* STATED GOAL:
Can you copy the whole listing below word for word, leaving out no line?

* SUPPLIED RECORDS:
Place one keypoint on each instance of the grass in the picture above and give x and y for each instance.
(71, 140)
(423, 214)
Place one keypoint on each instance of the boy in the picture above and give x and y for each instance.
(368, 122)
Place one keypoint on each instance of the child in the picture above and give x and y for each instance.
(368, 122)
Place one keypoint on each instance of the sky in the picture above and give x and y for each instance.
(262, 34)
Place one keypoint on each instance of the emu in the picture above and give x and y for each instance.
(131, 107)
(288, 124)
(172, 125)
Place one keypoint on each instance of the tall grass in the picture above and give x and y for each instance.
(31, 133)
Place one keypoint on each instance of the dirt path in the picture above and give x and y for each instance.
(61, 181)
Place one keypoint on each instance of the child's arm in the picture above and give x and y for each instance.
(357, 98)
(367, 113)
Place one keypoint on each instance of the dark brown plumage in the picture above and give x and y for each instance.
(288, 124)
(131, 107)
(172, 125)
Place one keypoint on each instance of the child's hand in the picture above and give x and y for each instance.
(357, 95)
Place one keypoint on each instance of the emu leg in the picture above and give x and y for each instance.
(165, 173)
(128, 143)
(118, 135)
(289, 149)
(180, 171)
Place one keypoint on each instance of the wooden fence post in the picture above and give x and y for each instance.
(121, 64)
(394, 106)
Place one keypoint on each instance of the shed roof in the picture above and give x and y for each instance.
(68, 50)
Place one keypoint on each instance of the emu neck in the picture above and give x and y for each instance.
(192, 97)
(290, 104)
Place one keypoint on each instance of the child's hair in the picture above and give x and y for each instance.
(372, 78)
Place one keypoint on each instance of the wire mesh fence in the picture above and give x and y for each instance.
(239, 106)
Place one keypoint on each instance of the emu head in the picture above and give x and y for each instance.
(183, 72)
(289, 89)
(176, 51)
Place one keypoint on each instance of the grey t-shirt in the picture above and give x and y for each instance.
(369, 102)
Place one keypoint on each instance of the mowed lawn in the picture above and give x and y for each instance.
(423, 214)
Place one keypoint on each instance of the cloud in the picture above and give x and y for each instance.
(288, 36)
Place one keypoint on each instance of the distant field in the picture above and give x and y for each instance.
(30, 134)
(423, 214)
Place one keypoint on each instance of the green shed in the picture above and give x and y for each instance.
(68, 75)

* EXERCISE OUTPUT:
Place one keypoint on each instance of the grass in the picture above and give x and y for each instance.
(71, 140)
(423, 214)
Place one keypoint on each instance of the boy in the picture above and give x and y for each instance.
(368, 122)
Place one keypoint on each instance of the child in the picture above and give x and y for each instance.
(368, 122)
Place one keypoint on each instance of the sky in the picture above and give x and y for each instance.
(262, 34)
Place one keypoint on each instance of the emu in the picture above and give x and y for each instance.
(131, 107)
(288, 124)
(172, 125)
Place one keypoint on each instance of the tall grass in the picture above and give x and y for each instance.
(31, 133)
Place one keypoint on each instance of the dirt path in the picture above and give x and y for each instance.
(61, 181)
Place one keypoint on each instance of the child's arm in the picture above and give x and y for each instance.
(357, 98)
(367, 113)
Place one keypoint on each instance of the dark brown plumage in the picture above and give x and y for each instance.
(288, 124)
(131, 107)
(172, 125)
Place one keypoint on each instance of the child's hand in the picture above and give x and y for each instance.
(357, 95)
Place one keypoint on each instance of the emu leg in the picture above and give x and y for each instance.
(165, 173)
(128, 143)
(118, 135)
(289, 149)
(180, 171)
Place one keypoint on each instance of the wooden fence post in the picture above and give x and y for each instance.
(121, 64)
(394, 106)
Place one keypoint on each instance of the shed roof in the picture above and give x and y for each instance.
(68, 50)
Place one keypoint on each instance of the emu neck in the picture above and give x and y for each instance.
(192, 97)
(290, 104)
Place one keypoint on each instance of the child's hair in the picture above and give x and y for each instance.
(372, 78)
Place one keypoint on each instance of the wire mesh fence in the picture above and give x and y for each instance.
(239, 106)
Place one keypoint on each instance of the emu head in the picture above and give x and y for each instance.
(183, 72)
(289, 89)
(176, 51)
Place one keypoint on each instance of the grey t-shirt in the picture above and give x and y for each instance.
(369, 102)
Place one keypoint on each instance of the mowed lawn in the picture above and give x and y for each instance.
(423, 214)
Place one keypoint on each instance of the cloud in the picture above and give x and y for each instance.
(288, 36)
Place one keypoint on each instance of the distant field in the picture above and give x and y for each instance.
(30, 134)
(423, 214)
Place one keypoint on each instance of the green shed in the picture above and give x and y for each instance.
(68, 75)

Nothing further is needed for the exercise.